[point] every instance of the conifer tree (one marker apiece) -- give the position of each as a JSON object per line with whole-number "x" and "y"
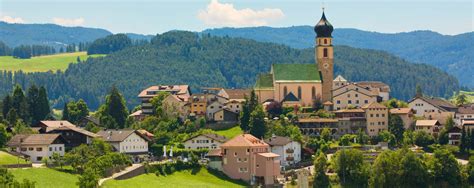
{"x": 115, "y": 107}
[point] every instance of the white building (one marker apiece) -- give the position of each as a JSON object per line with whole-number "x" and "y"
{"x": 422, "y": 105}
{"x": 465, "y": 112}
{"x": 205, "y": 141}
{"x": 289, "y": 151}
{"x": 127, "y": 141}
{"x": 36, "y": 147}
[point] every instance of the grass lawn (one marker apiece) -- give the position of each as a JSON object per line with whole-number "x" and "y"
{"x": 6, "y": 158}
{"x": 231, "y": 132}
{"x": 46, "y": 177}
{"x": 42, "y": 63}
{"x": 178, "y": 179}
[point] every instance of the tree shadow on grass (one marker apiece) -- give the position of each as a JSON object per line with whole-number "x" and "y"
{"x": 195, "y": 170}
{"x": 224, "y": 177}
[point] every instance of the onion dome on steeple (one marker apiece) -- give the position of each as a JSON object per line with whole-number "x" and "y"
{"x": 323, "y": 28}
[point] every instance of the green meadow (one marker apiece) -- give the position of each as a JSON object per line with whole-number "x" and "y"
{"x": 42, "y": 63}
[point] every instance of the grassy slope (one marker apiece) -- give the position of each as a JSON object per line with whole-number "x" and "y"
{"x": 6, "y": 158}
{"x": 42, "y": 63}
{"x": 46, "y": 177}
{"x": 230, "y": 133}
{"x": 178, "y": 179}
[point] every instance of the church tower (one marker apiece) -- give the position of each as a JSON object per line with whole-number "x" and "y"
{"x": 324, "y": 56}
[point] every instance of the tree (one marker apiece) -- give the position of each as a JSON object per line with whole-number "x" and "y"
{"x": 470, "y": 170}
{"x": 463, "y": 144}
{"x": 115, "y": 107}
{"x": 4, "y": 136}
{"x": 445, "y": 167}
{"x": 388, "y": 137}
{"x": 419, "y": 92}
{"x": 326, "y": 134}
{"x": 413, "y": 171}
{"x": 65, "y": 112}
{"x": 423, "y": 139}
{"x": 461, "y": 99}
{"x": 351, "y": 168}
{"x": 44, "y": 109}
{"x": 385, "y": 170}
{"x": 320, "y": 168}
{"x": 396, "y": 127}
{"x": 7, "y": 105}
{"x": 20, "y": 104}
{"x": 257, "y": 122}
{"x": 89, "y": 179}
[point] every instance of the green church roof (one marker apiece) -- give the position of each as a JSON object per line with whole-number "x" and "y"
{"x": 296, "y": 72}
{"x": 264, "y": 81}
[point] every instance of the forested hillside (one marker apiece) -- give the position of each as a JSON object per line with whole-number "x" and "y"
{"x": 453, "y": 54}
{"x": 185, "y": 58}
{"x": 47, "y": 34}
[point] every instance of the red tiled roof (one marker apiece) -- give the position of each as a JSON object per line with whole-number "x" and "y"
{"x": 374, "y": 105}
{"x": 237, "y": 93}
{"x": 268, "y": 155}
{"x": 244, "y": 140}
{"x": 180, "y": 89}
{"x": 32, "y": 139}
{"x": 400, "y": 110}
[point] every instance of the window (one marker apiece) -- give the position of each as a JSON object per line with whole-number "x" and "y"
{"x": 299, "y": 92}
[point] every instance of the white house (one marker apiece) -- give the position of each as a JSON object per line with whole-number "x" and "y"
{"x": 127, "y": 141}
{"x": 205, "y": 141}
{"x": 465, "y": 112}
{"x": 289, "y": 151}
{"x": 422, "y": 105}
{"x": 36, "y": 147}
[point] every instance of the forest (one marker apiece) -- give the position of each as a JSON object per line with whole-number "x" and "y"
{"x": 179, "y": 57}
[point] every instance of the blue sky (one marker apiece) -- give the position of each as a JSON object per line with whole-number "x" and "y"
{"x": 151, "y": 17}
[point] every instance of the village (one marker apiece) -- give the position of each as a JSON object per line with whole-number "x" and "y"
{"x": 291, "y": 115}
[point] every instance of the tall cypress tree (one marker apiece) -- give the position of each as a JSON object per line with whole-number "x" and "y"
{"x": 463, "y": 145}
{"x": 43, "y": 104}
{"x": 65, "y": 112}
{"x": 7, "y": 105}
{"x": 115, "y": 107}
{"x": 20, "y": 103}
{"x": 33, "y": 100}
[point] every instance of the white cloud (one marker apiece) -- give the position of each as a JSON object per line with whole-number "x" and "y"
{"x": 69, "y": 22}
{"x": 10, "y": 19}
{"x": 224, "y": 14}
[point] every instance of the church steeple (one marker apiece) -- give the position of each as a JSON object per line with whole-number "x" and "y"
{"x": 323, "y": 28}
{"x": 324, "y": 55}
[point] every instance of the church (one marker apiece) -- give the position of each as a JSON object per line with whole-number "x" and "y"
{"x": 302, "y": 84}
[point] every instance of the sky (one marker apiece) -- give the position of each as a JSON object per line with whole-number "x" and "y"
{"x": 449, "y": 17}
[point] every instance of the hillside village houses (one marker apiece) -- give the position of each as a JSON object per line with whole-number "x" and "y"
{"x": 37, "y": 147}
{"x": 289, "y": 151}
{"x": 127, "y": 141}
{"x": 204, "y": 141}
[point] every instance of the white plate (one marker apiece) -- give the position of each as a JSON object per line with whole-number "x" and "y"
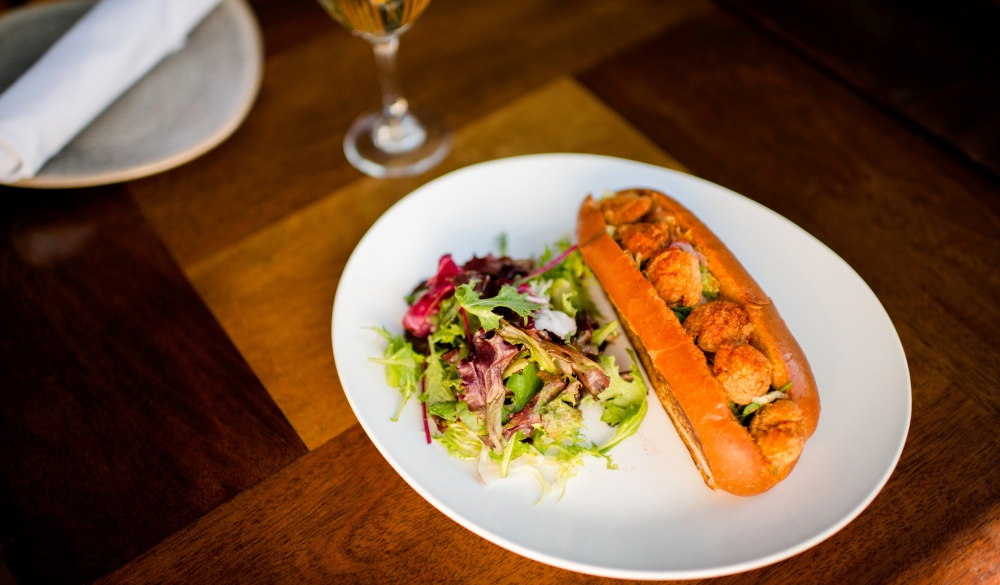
{"x": 653, "y": 518}
{"x": 188, "y": 104}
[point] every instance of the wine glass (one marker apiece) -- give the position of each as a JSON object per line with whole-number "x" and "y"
{"x": 397, "y": 140}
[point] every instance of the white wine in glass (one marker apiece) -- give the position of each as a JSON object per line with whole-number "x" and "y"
{"x": 396, "y": 140}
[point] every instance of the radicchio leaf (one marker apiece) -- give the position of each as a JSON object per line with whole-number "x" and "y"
{"x": 482, "y": 378}
{"x": 417, "y": 319}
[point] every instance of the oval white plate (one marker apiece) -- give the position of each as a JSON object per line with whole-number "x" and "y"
{"x": 189, "y": 103}
{"x": 653, "y": 518}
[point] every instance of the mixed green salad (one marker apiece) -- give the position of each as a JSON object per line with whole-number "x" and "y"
{"x": 503, "y": 355}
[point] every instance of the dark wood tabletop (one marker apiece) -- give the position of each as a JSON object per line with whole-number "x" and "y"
{"x": 171, "y": 408}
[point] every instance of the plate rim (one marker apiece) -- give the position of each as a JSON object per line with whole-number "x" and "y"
{"x": 604, "y": 571}
{"x": 244, "y": 15}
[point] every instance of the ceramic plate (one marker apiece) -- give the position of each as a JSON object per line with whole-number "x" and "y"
{"x": 653, "y": 518}
{"x": 189, "y": 103}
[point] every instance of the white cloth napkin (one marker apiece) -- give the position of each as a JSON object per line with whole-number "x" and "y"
{"x": 105, "y": 52}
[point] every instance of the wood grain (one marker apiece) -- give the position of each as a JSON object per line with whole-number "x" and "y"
{"x": 320, "y": 520}
{"x": 464, "y": 58}
{"x": 934, "y": 62}
{"x": 920, "y": 227}
{"x": 127, "y": 413}
{"x": 273, "y": 291}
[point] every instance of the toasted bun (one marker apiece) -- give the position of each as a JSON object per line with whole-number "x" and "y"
{"x": 727, "y": 455}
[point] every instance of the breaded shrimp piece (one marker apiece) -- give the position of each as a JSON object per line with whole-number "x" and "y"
{"x": 676, "y": 276}
{"x": 645, "y": 239}
{"x": 717, "y": 323}
{"x": 743, "y": 371}
{"x": 777, "y": 429}
{"x": 625, "y": 208}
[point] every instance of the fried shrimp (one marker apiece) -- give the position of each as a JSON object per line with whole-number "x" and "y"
{"x": 779, "y": 433}
{"x": 743, "y": 371}
{"x": 676, "y": 276}
{"x": 717, "y": 323}
{"x": 644, "y": 239}
{"x": 625, "y": 208}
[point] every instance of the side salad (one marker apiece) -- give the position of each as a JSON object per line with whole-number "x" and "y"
{"x": 503, "y": 355}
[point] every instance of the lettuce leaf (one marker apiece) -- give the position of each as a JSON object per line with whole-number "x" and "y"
{"x": 538, "y": 355}
{"x": 441, "y": 381}
{"x": 403, "y": 366}
{"x": 508, "y": 297}
{"x": 461, "y": 441}
{"x": 625, "y": 404}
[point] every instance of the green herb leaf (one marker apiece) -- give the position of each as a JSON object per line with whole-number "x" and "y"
{"x": 524, "y": 384}
{"x": 749, "y": 410}
{"x": 682, "y": 312}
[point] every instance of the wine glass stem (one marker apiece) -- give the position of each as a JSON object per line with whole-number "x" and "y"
{"x": 397, "y": 130}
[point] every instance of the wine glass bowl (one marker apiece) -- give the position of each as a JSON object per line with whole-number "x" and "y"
{"x": 396, "y": 140}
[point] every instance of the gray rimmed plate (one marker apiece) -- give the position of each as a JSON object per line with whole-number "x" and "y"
{"x": 188, "y": 104}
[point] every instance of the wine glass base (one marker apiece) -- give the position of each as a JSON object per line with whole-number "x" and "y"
{"x": 359, "y": 146}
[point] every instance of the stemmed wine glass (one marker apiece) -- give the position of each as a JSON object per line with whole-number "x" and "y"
{"x": 397, "y": 140}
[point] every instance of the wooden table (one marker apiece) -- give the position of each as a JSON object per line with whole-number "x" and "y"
{"x": 171, "y": 409}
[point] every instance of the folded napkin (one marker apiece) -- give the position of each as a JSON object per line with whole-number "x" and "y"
{"x": 105, "y": 52}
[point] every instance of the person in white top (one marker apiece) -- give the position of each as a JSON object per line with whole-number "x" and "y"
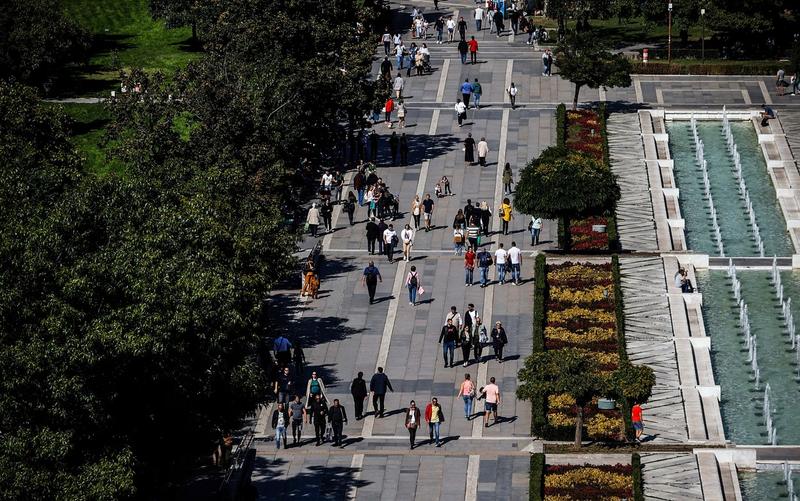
{"x": 455, "y": 317}
{"x": 515, "y": 256}
{"x": 461, "y": 112}
{"x": 500, "y": 257}
{"x": 492, "y": 392}
{"x": 478, "y": 17}
{"x": 407, "y": 237}
{"x": 389, "y": 241}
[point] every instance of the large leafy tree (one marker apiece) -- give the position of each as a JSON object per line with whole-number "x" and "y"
{"x": 584, "y": 61}
{"x": 37, "y": 39}
{"x": 566, "y": 184}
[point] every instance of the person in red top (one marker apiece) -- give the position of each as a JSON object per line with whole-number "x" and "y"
{"x": 636, "y": 417}
{"x": 469, "y": 266}
{"x": 473, "y": 50}
{"x": 389, "y": 108}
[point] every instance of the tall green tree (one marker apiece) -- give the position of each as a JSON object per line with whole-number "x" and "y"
{"x": 565, "y": 184}
{"x": 583, "y": 60}
{"x": 37, "y": 40}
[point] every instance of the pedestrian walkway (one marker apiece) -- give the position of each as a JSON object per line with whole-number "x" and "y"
{"x": 635, "y": 222}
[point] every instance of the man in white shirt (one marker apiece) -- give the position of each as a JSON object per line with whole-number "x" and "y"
{"x": 500, "y": 257}
{"x": 407, "y": 237}
{"x": 389, "y": 241}
{"x": 515, "y": 257}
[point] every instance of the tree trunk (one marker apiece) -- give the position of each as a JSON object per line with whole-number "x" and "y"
{"x": 575, "y": 97}
{"x": 566, "y": 245}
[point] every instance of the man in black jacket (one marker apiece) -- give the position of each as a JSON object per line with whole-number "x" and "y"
{"x": 358, "y": 388}
{"x": 378, "y": 386}
{"x": 338, "y": 417}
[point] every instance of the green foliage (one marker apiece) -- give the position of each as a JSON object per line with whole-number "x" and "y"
{"x": 584, "y": 61}
{"x": 561, "y": 125}
{"x": 536, "y": 478}
{"x": 37, "y": 40}
{"x": 638, "y": 481}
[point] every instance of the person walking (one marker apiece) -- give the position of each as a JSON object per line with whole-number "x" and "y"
{"x": 282, "y": 346}
{"x": 280, "y": 419}
{"x": 407, "y": 237}
{"x": 427, "y": 211}
{"x": 484, "y": 262}
{"x": 461, "y": 113}
{"x": 505, "y": 214}
{"x": 535, "y": 228}
{"x": 389, "y": 241}
{"x": 319, "y": 414}
{"x": 512, "y": 95}
{"x": 315, "y": 386}
{"x": 483, "y": 150}
{"x": 466, "y": 92}
{"x": 515, "y": 260}
{"x": 500, "y": 258}
{"x": 403, "y": 149}
{"x": 448, "y": 339}
{"x": 467, "y": 392}
{"x": 473, "y": 50}
{"x": 312, "y": 220}
{"x": 378, "y": 386}
{"x": 297, "y": 413}
{"x": 508, "y": 179}
{"x": 412, "y": 422}
{"x": 358, "y": 389}
{"x": 469, "y": 266}
{"x": 435, "y": 417}
{"x": 414, "y": 285}
{"x": 416, "y": 211}
{"x": 469, "y": 150}
{"x": 499, "y": 340}
{"x": 393, "y": 142}
{"x": 337, "y": 416}
{"x": 492, "y": 392}
{"x": 370, "y": 280}
{"x": 477, "y": 91}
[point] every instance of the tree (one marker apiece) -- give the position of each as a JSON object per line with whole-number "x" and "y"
{"x": 583, "y": 60}
{"x": 566, "y": 184}
{"x": 37, "y": 39}
{"x": 569, "y": 371}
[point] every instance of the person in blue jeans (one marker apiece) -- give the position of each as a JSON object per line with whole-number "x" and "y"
{"x": 413, "y": 283}
{"x": 447, "y": 339}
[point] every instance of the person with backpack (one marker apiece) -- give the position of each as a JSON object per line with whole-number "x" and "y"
{"x": 314, "y": 387}
{"x": 414, "y": 284}
{"x": 467, "y": 392}
{"x": 484, "y": 262}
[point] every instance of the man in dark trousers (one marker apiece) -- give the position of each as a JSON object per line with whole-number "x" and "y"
{"x": 393, "y": 147}
{"x": 372, "y": 235}
{"x": 370, "y": 280}
{"x": 338, "y": 417}
{"x": 358, "y": 388}
{"x": 403, "y": 149}
{"x": 319, "y": 414}
{"x": 378, "y": 386}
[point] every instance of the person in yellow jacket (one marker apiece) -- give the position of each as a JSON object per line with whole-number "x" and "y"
{"x": 505, "y": 214}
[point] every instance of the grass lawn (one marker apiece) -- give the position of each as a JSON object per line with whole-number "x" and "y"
{"x": 125, "y": 36}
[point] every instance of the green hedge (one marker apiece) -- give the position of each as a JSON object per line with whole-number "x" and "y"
{"x": 539, "y": 403}
{"x": 638, "y": 481}
{"x": 561, "y": 125}
{"x": 536, "y": 481}
{"x": 710, "y": 68}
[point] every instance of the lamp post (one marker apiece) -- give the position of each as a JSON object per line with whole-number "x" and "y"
{"x": 669, "y": 34}
{"x": 703, "y": 35}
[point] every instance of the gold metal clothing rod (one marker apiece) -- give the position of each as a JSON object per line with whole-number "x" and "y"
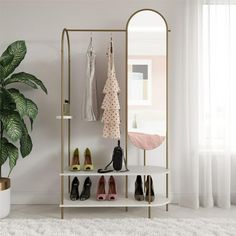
{"x": 96, "y": 30}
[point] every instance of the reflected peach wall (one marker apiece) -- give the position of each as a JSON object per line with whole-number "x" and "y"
{"x": 158, "y": 82}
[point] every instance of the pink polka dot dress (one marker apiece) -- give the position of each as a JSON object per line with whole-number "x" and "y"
{"x": 110, "y": 104}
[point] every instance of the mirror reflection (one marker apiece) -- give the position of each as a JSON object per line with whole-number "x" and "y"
{"x": 147, "y": 74}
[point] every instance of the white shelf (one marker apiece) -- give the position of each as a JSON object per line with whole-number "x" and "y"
{"x": 120, "y": 202}
{"x": 133, "y": 171}
{"x": 64, "y": 117}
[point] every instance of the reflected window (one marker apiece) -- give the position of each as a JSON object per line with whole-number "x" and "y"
{"x": 139, "y": 73}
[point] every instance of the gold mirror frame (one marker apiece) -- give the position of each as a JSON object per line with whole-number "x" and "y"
{"x": 126, "y": 100}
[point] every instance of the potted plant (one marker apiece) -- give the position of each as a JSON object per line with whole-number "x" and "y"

==================================================

Where the line containing "[point] every instance of the reflected window" appears in the records above, begin there and print every line through the last, exactly and with nothing else.

[point] every instance of the reflected window (one marker apiece) -- give the position of each as a JSON object per line with whole-number "x" and "y"
{"x": 139, "y": 73}
[point] every instance of the gold mirror frame (one marker apiece) -- give the position of each as a JSON object per line with whole-number "x" and "y"
{"x": 126, "y": 100}
[point] every instance of the potted plant (one marker apiece) -- give the position of each as a JSON object per line with whole-number "x" and "y"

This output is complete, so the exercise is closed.